Given text.
★ ★ ★ ★ ★

China Issues New Restrictions on Online Literature, Censors Subjects It Disapproves Of

June 18, 2020 Updated: June 18, 2020

China has launched new rules to tighten its grip on the internet literature industry, which has flourished during the pandemic.

China’s General Administration of Press and Publication recently issued new rules to require writers to publish content using their real names, and for online publishing platforms to control the proportion of martial arts stories, romantic novels, webtoons, and other subjects based on authorities’ preferences. This would mean subjects deemed favorable to the regime would have more content, while literature with content that authorities disapprove of would be censored.

Publishing platforms would also manipulate their ranking lists according to the authorities’ wishes, and monitor comments and users’ interactions.

The General Administration mandated that all works be “politically correct, and in a healthy and positive tone.” The agency regulates and distributes news, print, and internet publications in China. It also grants publication licenses for newspapers, books, and so on.

The rule also ordered each publishing-related government organ to monitor online publishing platforms and evaluate each one.

455 Million Users

China’s Academy of Social Sciences, a state-run think tank and research institute, released a report on the country’s online literature industry in February, stating that 455 million Chinese—or about half of China’s 904 million internet users—read online literature.

About 66 percent of readers are millennials born after 1990, according to the report.

It said there are 17.55 million writers who published 24.42 million pieces of online literature in 2019, and that more than 70 percent of new writers—those who published works for the first time in 2019—were born after 1995.


After learning of the new regulations, many Chinese online literature writers complained on Weibo and other Chinese social media.

★ ★ ★ ★ ★

List of tasks.
1. According to the article on China's online literature rules, how many Chinese read online literature?
2. Continue the article on China's online literature rules from its last sentence.

Source data.
★ ★ ★ ★ ★

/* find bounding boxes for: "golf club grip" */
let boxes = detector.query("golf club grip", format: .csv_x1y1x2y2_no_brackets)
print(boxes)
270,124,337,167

★ ★ ★ ★ ★

Answers per task.
1. 455 million, or about half of China's 904 million internet users.

2.
“You [the regime] don’t deal with issues that need to be resolved, but tighten your control on us. Piracy happens frequently, and writers copy from each other. People in this industry don’t respect intellectual property rights nor others’ achievements at all,” writer Jiu Geer wrote on Weibo on June 16.

A writer who goes by the pen name Hitomi noted that online writers currently use their real names when signing contracts with publishing platforms. He didn’t see the need for using real names to publish their work.

Dozens of other writers complained about the new restrictions on an already constricted space for freedom of expression.

“What you [the authorities] want is to imprison people’s thinking,” Writer RRoyce said.

Writer Yuajie said sarcastically: “I suggest you [authorities] cancel all philosophy and literature [in China]. Why do people write? Let’s get rid of words and even language!”

Fuda wrote on Weibo, “Do you mean that online literature writers can only write things that praise socialism in the future?”

Chinese state-run newspaper People’s Daily reported in February that because the pandemic has forced many people to stay at home, most of them have begun reading online literature to pass the time.